(Exercise directions):
Copy the passage on emerging markets from "Then EMs were" up to and including "were also dependent.", switching "GFC" to "Global Financial Crisis" wherever it occurs.

(Text block begins)

London-based Goldman Sachs chief economist Jim O’Neal coined an acronym BRICs at the outset of the 21st century. It went wild and became highly successful marketing propaganda that drove every player in the financial industry. They danced to the music of BRICs and emerging markets in general fiercely, driving EMs’ shares to dizzying levels. The Financial Times ran an article on Mr. O’Neal as “The man who named the future”. For BRICs and EMs, their future looked so bright, even ecstatic.


Then EMs were brought down by the 2007-09 Global Financial Crisis that was not their fault. After the storm was over, EMs bounced back strongly, as hopes still ran high, but then began to drift after a rebound. Prior to the crisis, a number of developing economies prospered on higher commodity prices that were sent soaring by ravenous appetite from China, which back then consumed resources in a very wasteful fashion. Crude oil prices reached $150 per barrel and then collapsed on their own weight. After the GFC, the Chinese economy struggled to register double-digit growth rates that were once taken for granted, and then began to decelerate markedly. That hit commodity producers hard. On top of it, the GFC crushed demand in the developed world, on which EMs were also dependent.

(Text block ends)
(Raw data begins)

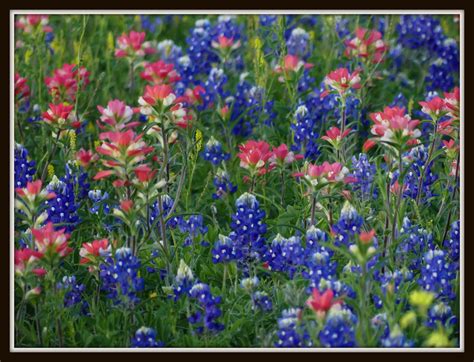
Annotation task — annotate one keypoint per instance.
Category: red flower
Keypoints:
(341, 80)
(94, 249)
(321, 303)
(144, 173)
(254, 155)
(51, 243)
(160, 73)
(366, 44)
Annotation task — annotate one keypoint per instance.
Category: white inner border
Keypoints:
(236, 12)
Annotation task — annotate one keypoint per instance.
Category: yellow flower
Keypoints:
(198, 138)
(438, 339)
(421, 299)
(50, 171)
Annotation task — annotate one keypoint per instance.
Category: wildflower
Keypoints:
(51, 244)
(90, 252)
(394, 126)
(214, 153)
(321, 303)
(340, 81)
(120, 278)
(133, 46)
(160, 73)
(281, 156)
(339, 328)
(254, 156)
(65, 82)
(367, 44)
(116, 116)
(145, 338)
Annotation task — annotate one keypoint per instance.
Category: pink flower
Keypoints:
(90, 251)
(160, 73)
(435, 107)
(321, 303)
(394, 126)
(24, 258)
(116, 116)
(22, 90)
(51, 243)
(254, 156)
(340, 80)
(366, 237)
(133, 45)
(281, 156)
(144, 173)
(63, 85)
(366, 44)
(452, 103)
(29, 23)
(225, 43)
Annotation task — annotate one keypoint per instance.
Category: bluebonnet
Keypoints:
(214, 153)
(183, 281)
(415, 241)
(74, 293)
(291, 332)
(223, 184)
(452, 245)
(167, 203)
(69, 190)
(145, 338)
(299, 43)
(437, 274)
(364, 171)
(261, 300)
(318, 260)
(249, 107)
(119, 277)
(395, 279)
(199, 50)
(223, 251)
(24, 168)
(193, 226)
(348, 225)
(339, 328)
(286, 255)
(208, 311)
(248, 230)
(440, 314)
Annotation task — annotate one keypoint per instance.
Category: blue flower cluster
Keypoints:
(339, 328)
(223, 185)
(214, 153)
(120, 278)
(69, 190)
(248, 230)
(437, 274)
(291, 332)
(364, 172)
(415, 241)
(24, 168)
(285, 255)
(145, 338)
(74, 293)
(205, 318)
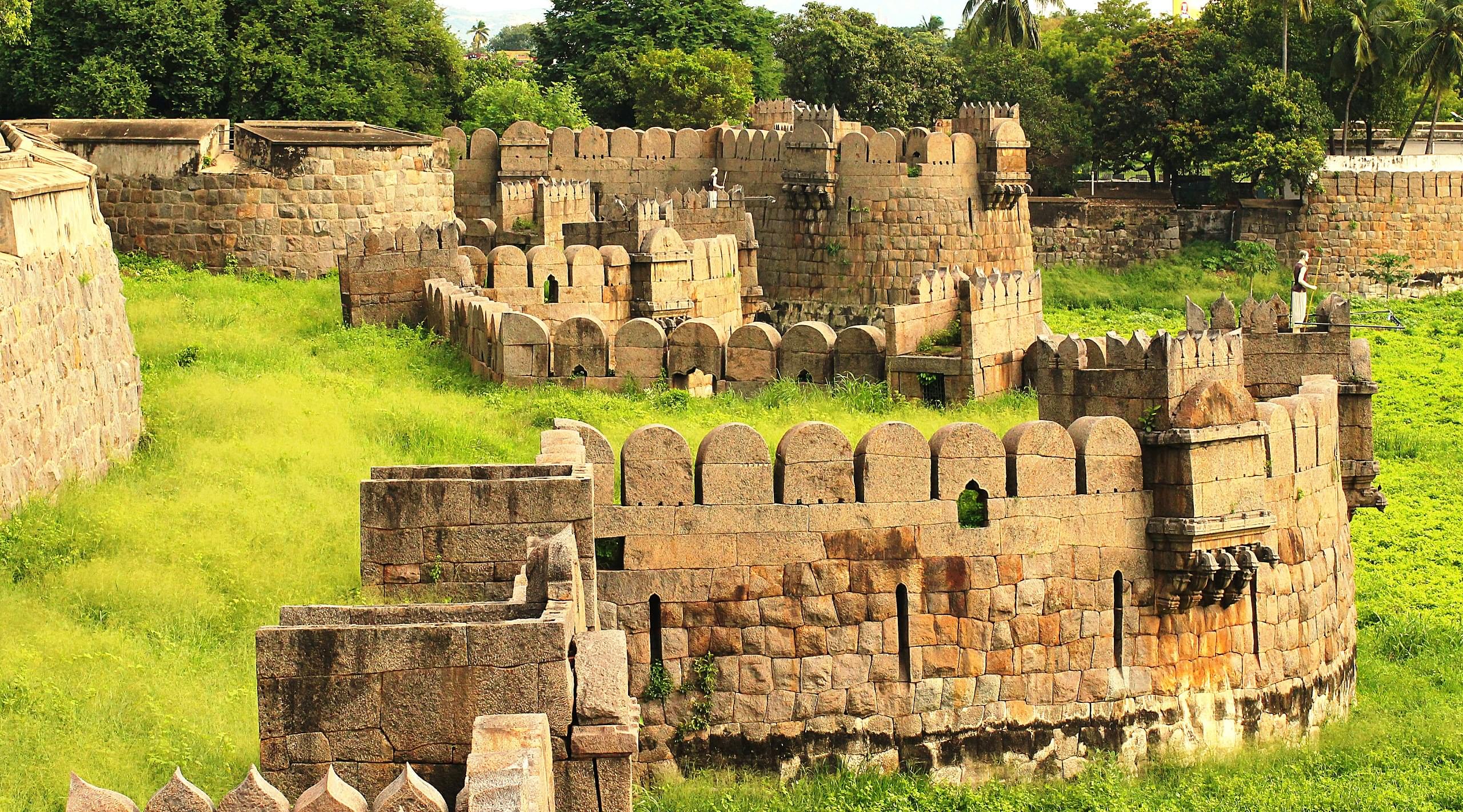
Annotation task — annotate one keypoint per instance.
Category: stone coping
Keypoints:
(409, 615)
(1212, 526)
(123, 131)
(331, 134)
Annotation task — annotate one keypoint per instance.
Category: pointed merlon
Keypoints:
(331, 795)
(254, 795)
(410, 793)
(87, 798)
(179, 795)
(1224, 314)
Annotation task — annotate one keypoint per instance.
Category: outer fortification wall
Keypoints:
(973, 605)
(1364, 207)
(845, 221)
(286, 198)
(69, 375)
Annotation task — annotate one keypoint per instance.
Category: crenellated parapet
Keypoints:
(845, 215)
(966, 603)
(1140, 379)
(997, 317)
(1279, 361)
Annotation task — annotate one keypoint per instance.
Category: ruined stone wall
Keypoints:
(1354, 215)
(290, 220)
(852, 612)
(1117, 233)
(366, 690)
(899, 204)
(510, 766)
(382, 273)
(69, 375)
(998, 317)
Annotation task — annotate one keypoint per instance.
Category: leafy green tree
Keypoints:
(1155, 107)
(1058, 128)
(871, 72)
(698, 90)
(594, 45)
(1367, 46)
(1304, 6)
(15, 19)
(388, 62)
(1004, 21)
(514, 38)
(1275, 132)
(1438, 59)
(105, 88)
(502, 101)
(479, 34)
(176, 50)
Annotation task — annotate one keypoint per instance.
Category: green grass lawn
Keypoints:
(129, 606)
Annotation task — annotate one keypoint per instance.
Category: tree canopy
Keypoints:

(Raw data ends)

(Task result):
Then EMs were brought down by the 2007-09 Global Financial Crisis that was not their fault. After the storm was over, EMs bounced back strongly, as hopes still ran high, but then began to drift after a rebound. Prior to the crisis, a number of developing economies prospered on higher commodity prices that were sent soaring by ravenous appetite from China, which back then consumed resources in a very wasteful fashion. Crude oil prices reached $150 per barrel and then collapsed on their own weight. After the Global Financial Crisis, the Chinese economy struggled to register double-digit growth rates that were once taken for granted, and then began to decelerate markedly. That hit commodity producers hard. On top of it, the Global Financial Crisis crushed demand in the developed world, on which EMs were also dependent.